**Records for the task**
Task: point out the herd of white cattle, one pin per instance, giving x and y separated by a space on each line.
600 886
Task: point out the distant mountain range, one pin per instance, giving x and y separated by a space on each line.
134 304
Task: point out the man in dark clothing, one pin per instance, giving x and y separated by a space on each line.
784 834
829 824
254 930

**Set problem**
Update the entries by changing every "pin" to "marker" and leaving everything else the same.

**Written answer**
Task: point out the herd of white cattle, one marker per instance, giving x and y separated by a space on each line.
600 886
Task: point out the distant mountain range, one marker per instance, giving x and y separated by a space on each line.
134 304
Task: point out the man in dark clothing, one marker per instance, giving x and y separated by a space on each line.
784 834
829 824
254 930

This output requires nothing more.